GOAL
Reproduce every one of the entries below word for word, but leave the pictures out of your answer.

(Annotation data for object locations)
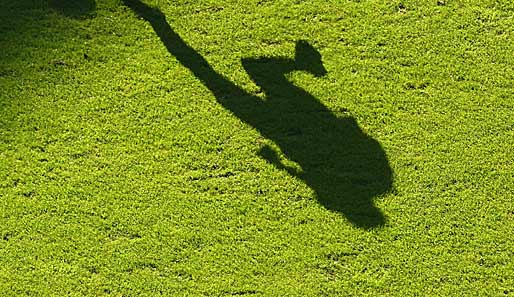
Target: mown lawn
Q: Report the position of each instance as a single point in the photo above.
(257, 148)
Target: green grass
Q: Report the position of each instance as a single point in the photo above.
(132, 164)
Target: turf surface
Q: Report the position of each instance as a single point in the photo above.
(268, 148)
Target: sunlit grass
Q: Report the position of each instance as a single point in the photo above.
(121, 174)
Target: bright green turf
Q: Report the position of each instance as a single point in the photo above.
(121, 174)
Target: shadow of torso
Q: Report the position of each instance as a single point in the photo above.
(345, 167)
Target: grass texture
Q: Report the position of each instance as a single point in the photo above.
(256, 148)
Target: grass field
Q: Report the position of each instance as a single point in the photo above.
(257, 148)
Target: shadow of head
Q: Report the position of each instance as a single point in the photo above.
(74, 8)
(307, 58)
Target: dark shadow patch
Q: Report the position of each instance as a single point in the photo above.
(345, 167)
(74, 8)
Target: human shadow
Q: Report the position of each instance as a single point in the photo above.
(345, 167)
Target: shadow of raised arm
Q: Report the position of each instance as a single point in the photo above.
(343, 166)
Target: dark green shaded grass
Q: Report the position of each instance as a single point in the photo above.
(120, 173)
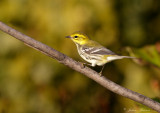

WRITTEN ANSWER
Target: mown lawn
Q: Report the position of each instance as a single point in the photo above.
(257, 148)
Target: green grass
Q: Report the position of each instance as a single point in the photo above.
(132, 164)
Target: turf surface
Q: Report the position of each instance as a single point in the photo above.
(268, 148)
Target: sunlit grass
Q: Report the position of each instance as a single point in the photo above.
(121, 174)
Target: bright green turf
Q: Report the position of each instance as a single point in the photo above.
(121, 174)
Target: shadow of torso
Q: Report the position of each instance as a single point in the photo above.
(345, 167)
Target: grass texture
Q: Report the position of each instance as a single point in the photo above.
(256, 148)
Target: grass field
Q: Report the position of each instance as a single point in the photo above.
(257, 148)
Target: shadow of head
Q: Report the position of each instance as a single point in the photo above.
(74, 8)
(307, 58)
Target: dark shadow patch
Q: Report the position of each instance as a single point in the photo above.
(345, 167)
(74, 8)
Target: human shadow
Q: Report the position of each instance as a single point in the photo above.
(345, 167)
Target: shadow of raised arm
Q: Report the position of each instance as a single point in the photo above.
(343, 166)
Target: dark green shaded grass
Q: Report the position of each instance as a single point in the photo above.
(120, 173)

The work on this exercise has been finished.